# WHAT TO DO:
The response must be made up of the lines in the entries below that contain "stands".

# DATA IN THIS EXERCISE:
----------------------------------------

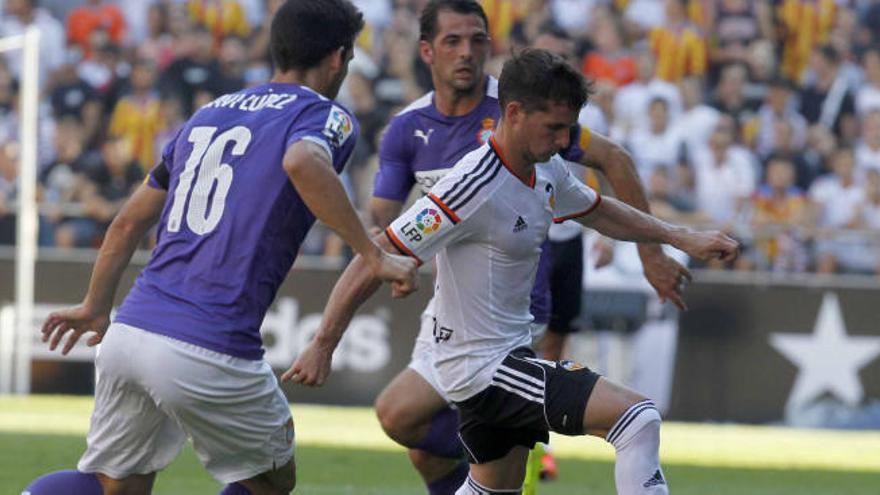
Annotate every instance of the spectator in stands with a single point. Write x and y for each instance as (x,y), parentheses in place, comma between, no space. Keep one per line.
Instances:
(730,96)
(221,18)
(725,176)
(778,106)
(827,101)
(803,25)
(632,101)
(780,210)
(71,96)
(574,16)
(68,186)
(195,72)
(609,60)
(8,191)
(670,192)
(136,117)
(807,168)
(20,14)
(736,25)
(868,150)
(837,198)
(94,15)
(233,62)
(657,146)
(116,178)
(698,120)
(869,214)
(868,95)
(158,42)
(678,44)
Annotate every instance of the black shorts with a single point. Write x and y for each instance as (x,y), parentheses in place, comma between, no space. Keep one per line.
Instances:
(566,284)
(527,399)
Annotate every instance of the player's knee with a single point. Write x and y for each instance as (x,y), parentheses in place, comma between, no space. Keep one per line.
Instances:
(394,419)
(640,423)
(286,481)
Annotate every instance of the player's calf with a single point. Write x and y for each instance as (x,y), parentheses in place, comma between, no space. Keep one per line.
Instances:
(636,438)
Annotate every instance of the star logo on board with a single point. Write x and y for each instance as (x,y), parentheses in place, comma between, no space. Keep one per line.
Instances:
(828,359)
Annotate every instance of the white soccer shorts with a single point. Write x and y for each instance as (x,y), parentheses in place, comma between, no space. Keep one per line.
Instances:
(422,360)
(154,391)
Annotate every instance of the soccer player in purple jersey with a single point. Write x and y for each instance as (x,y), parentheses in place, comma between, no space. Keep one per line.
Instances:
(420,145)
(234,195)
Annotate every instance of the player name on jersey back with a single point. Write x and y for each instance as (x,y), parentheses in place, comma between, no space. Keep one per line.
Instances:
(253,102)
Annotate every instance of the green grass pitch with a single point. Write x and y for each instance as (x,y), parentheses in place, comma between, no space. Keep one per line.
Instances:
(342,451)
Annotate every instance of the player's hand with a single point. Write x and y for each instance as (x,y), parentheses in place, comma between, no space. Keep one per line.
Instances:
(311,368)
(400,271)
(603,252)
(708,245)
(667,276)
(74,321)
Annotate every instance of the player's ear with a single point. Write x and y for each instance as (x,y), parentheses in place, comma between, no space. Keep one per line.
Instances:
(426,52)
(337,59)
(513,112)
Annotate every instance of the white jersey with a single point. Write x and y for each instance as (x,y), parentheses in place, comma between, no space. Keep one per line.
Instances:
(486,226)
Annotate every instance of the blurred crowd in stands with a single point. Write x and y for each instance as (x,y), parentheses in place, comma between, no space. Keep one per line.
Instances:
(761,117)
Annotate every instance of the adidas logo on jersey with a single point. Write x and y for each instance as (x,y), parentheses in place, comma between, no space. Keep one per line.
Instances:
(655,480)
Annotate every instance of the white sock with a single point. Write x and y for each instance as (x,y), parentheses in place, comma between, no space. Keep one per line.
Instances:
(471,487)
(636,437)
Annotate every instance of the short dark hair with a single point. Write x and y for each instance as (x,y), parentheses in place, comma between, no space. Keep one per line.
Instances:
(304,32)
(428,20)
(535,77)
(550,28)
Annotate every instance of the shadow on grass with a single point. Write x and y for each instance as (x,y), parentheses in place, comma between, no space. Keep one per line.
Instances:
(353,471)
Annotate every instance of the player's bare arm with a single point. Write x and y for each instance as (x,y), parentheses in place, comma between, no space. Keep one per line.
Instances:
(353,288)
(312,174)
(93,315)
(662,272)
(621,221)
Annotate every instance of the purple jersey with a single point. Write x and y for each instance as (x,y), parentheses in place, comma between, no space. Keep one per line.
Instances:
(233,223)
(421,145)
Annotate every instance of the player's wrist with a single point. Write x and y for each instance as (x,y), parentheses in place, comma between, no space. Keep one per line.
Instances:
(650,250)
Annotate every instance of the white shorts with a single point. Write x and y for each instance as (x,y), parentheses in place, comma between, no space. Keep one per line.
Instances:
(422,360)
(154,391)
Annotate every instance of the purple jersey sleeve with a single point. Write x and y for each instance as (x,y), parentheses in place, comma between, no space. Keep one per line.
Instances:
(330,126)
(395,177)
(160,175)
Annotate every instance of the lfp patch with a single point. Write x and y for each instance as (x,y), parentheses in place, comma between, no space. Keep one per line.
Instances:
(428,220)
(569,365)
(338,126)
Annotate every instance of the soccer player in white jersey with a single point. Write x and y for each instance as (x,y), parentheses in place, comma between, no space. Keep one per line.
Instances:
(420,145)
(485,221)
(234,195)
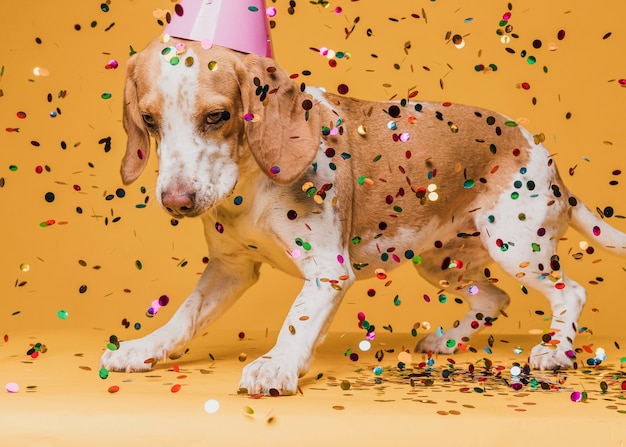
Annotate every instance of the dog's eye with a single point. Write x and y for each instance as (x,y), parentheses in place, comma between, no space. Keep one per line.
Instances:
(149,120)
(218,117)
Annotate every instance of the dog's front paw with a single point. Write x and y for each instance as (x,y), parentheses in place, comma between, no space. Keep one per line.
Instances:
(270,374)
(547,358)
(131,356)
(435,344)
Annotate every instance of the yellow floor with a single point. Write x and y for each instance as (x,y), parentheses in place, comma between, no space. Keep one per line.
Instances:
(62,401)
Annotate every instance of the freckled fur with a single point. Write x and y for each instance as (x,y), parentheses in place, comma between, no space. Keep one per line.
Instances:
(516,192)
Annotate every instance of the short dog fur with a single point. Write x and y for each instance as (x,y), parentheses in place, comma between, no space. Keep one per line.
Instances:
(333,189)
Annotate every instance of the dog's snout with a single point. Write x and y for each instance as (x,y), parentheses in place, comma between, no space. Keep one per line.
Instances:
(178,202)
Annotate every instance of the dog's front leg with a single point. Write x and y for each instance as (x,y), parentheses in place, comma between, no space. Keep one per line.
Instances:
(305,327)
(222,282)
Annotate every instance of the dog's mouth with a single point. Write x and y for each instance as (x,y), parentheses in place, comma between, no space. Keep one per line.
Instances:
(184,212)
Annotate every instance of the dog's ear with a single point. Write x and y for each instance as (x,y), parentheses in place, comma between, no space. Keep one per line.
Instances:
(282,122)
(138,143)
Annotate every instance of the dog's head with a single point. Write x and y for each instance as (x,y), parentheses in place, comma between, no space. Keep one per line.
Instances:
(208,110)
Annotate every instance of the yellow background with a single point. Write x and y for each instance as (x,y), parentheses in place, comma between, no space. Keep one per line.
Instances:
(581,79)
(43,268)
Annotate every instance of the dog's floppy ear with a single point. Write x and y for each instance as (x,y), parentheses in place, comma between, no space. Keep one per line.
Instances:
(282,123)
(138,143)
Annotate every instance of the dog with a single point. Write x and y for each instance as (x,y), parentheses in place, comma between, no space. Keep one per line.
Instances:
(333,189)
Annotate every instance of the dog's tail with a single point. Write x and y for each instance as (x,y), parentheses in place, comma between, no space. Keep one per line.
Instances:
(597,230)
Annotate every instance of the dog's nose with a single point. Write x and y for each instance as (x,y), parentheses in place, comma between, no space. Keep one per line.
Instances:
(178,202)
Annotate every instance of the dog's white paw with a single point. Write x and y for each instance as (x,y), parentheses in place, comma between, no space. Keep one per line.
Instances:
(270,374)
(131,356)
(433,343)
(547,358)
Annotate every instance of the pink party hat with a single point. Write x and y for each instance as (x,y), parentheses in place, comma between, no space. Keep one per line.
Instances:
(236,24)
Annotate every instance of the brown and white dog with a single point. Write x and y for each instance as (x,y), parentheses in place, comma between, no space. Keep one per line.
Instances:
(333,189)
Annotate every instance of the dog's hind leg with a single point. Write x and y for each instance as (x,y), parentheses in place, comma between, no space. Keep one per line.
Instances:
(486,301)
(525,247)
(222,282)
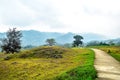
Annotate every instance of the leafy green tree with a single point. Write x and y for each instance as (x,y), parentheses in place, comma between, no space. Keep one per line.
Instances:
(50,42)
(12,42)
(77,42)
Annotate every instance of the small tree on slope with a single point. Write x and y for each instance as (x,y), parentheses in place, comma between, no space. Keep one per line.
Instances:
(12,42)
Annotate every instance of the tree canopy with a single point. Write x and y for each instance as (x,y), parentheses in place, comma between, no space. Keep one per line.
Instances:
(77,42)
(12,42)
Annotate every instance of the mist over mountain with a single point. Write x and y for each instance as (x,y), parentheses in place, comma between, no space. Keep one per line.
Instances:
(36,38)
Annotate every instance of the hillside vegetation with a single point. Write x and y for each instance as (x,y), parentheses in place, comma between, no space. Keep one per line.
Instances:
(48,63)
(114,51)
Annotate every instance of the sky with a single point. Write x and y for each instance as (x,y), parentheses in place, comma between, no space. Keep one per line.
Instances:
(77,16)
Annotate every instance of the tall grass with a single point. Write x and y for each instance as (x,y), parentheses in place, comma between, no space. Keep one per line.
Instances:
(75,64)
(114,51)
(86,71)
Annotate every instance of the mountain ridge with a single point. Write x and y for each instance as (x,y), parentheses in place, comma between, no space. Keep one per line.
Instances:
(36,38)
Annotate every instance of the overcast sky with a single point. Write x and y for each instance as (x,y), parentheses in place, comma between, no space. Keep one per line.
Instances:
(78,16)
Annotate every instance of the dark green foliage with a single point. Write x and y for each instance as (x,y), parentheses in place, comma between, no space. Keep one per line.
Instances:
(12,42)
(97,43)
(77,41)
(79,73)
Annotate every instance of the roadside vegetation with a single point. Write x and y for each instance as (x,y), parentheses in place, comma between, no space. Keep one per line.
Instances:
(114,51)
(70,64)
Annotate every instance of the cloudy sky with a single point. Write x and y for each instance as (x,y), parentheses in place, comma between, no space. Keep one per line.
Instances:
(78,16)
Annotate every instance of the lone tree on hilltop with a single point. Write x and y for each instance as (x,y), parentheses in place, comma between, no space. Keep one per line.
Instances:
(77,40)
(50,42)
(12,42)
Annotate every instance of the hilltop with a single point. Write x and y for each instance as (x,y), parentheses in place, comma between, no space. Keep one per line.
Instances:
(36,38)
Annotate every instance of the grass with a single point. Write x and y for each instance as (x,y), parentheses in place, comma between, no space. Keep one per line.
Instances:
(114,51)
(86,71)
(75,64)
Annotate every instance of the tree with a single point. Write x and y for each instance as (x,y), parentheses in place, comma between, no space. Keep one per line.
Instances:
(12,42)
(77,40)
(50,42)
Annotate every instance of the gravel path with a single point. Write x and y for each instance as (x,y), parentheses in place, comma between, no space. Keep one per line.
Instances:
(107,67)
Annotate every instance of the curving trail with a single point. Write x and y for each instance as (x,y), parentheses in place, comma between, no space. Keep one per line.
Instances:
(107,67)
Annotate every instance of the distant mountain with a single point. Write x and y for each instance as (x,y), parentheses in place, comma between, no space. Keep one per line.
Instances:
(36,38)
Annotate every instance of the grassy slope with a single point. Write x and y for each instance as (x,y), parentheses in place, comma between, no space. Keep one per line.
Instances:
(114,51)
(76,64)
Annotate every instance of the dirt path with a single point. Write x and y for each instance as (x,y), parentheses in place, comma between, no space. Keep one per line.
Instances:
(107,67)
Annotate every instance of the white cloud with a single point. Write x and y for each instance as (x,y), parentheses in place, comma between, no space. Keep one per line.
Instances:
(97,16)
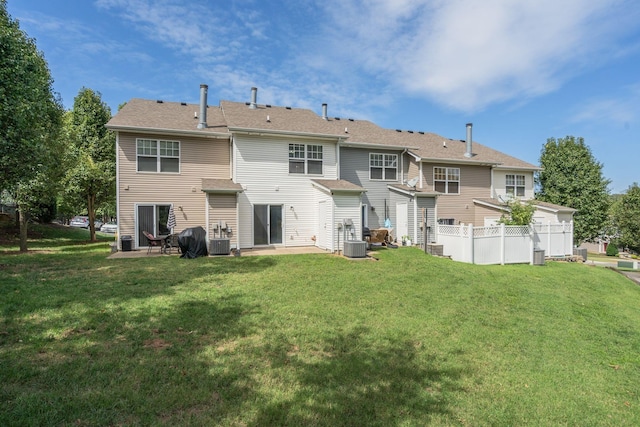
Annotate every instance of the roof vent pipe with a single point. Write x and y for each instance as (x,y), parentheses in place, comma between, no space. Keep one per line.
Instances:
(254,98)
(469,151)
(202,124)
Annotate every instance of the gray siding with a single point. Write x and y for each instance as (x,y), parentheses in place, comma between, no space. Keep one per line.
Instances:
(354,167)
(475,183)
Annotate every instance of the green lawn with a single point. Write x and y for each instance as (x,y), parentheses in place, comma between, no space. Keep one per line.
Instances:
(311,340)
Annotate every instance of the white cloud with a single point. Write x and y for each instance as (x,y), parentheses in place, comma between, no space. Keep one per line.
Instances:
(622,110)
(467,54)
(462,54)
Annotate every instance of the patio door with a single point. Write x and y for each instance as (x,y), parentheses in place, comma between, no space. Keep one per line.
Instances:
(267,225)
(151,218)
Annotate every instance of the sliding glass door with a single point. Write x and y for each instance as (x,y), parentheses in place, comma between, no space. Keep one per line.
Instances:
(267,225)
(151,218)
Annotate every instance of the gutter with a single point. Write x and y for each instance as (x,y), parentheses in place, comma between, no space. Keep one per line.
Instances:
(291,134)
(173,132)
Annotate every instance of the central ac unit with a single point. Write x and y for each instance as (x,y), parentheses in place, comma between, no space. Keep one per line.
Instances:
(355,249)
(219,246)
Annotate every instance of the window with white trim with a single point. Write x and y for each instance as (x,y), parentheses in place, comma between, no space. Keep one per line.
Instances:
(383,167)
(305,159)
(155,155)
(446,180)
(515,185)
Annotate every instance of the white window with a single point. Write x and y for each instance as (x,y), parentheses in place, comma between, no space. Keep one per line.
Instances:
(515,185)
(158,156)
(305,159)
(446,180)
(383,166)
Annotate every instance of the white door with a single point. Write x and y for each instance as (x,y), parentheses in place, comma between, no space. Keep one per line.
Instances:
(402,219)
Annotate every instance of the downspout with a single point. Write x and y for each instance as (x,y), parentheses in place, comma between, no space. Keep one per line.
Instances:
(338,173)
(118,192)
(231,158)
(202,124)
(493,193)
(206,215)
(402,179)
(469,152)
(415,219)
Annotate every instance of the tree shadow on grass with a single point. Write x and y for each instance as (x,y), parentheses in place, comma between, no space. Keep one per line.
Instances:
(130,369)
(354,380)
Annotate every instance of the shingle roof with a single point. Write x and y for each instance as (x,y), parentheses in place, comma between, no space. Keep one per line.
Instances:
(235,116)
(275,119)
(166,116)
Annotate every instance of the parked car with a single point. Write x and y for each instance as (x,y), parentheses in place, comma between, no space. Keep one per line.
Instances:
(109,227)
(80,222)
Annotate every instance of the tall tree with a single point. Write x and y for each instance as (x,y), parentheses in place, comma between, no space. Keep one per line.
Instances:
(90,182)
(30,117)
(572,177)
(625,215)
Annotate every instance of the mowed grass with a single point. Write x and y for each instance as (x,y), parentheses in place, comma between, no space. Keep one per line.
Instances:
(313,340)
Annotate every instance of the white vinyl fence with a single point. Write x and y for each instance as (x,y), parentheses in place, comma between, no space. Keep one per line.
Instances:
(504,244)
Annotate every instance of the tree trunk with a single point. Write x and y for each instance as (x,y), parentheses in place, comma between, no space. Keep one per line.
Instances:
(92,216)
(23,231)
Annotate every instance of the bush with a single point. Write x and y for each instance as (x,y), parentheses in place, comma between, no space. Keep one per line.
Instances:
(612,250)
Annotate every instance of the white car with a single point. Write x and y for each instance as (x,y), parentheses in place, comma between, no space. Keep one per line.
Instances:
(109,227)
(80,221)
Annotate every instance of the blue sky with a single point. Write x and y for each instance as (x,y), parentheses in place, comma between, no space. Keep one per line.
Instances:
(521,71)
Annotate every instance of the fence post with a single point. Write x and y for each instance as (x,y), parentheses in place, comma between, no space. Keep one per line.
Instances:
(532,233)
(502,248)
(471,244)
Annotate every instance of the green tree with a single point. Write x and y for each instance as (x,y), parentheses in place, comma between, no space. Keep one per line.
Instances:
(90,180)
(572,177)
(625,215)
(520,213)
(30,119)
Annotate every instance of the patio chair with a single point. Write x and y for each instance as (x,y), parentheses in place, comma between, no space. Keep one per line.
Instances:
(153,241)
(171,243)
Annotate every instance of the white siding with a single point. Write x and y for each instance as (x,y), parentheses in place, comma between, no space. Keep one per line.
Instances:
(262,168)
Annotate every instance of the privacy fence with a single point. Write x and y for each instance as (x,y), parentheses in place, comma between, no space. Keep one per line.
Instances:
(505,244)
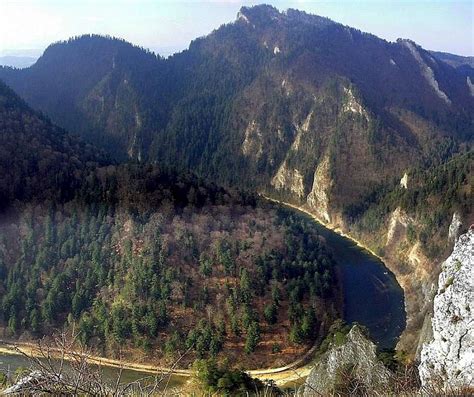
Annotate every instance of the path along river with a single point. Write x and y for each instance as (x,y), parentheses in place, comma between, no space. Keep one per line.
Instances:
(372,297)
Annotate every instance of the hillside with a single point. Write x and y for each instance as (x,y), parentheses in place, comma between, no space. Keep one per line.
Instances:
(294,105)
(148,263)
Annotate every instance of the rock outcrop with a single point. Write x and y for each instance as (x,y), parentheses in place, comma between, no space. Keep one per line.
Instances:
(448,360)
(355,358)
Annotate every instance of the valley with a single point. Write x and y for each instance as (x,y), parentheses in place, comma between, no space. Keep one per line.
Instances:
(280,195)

----------------------------------------

# TASK RESPONSE:
Annotate every instance of the spectator in stands with a single point. Write x and y for each instance as (x,y), parentheses in place, comma between, no space. Keep one per line.
Annotate every instance of the blurred crowd in stands with a single point. Write x and y for each instance as (x,y), parentheses in place, comma between, no space. Keep one per line.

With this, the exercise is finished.